THE RECORDS –
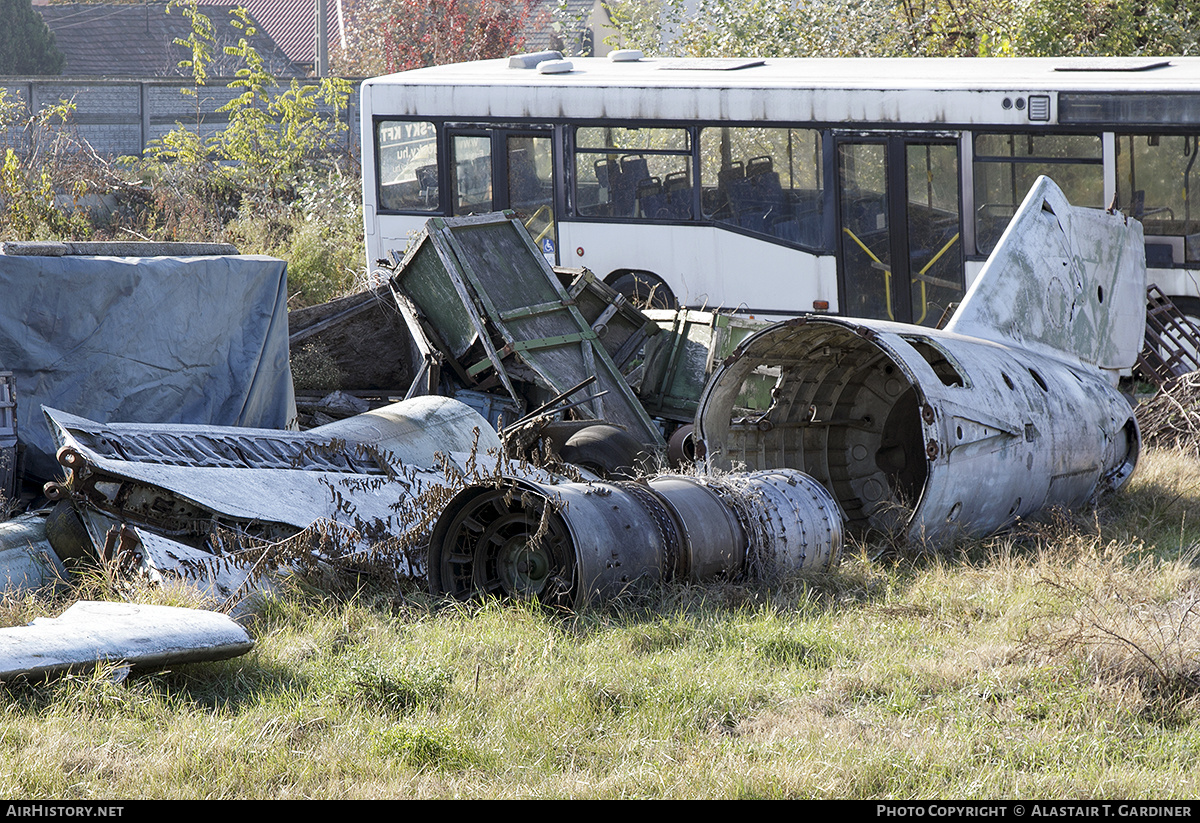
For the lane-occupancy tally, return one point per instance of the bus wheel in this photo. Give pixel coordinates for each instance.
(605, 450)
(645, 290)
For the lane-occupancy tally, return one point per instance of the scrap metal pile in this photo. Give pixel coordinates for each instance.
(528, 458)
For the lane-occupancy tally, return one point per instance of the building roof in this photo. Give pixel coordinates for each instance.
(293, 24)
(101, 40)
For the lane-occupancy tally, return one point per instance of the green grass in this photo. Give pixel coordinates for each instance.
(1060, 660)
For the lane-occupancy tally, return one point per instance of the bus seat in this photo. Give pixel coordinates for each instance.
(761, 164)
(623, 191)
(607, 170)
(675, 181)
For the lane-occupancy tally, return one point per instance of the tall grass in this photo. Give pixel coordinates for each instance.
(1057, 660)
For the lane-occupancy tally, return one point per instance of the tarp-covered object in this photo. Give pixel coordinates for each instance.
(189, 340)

REQUIRED TASK –
Please put each line of the entries above into a JSON list of strings, one string per line, with blank lines dropped. Leave the pictures out.

RESPONSE FOR THIS EXERCISE –
[
  "For the lane-occupancy tally, return one point per instance of the bus wheel in this photo. Give pixel coordinates for each instance.",
  "(605, 450)",
  "(645, 290)",
  "For the lane-occupancy tally, return one point per instance of the scrap metal pile in this photo. Give pixel coordinates for each instance.",
  "(528, 458)",
  "For the lane-occupancy tally, return one point per instance of the building roof in this photo. Give pixel coordinates for each instance.",
  "(293, 24)",
  "(101, 40)",
  "For the lane-occupancy tally, return one point per instance of the green grass in this photo. Give pixel coordinates for each instance.",
  "(1060, 660)",
  "For the lane-occupancy tally, return one point per instance of the bus seat in this photo. Give pixel coordinates for each instance.",
  "(761, 164)",
  "(623, 191)",
  "(607, 170)",
  "(675, 181)",
  "For the lane-occupancy tally, return one point per instance of the tall grass in this photo. Give pixel coordinates for each instance.",
  "(1057, 660)",
  "For the lane-occupancy tally, return one point per instance of the tarp-covered object in this photo. Give pixel coordinates for each instance.",
  "(189, 340)"
]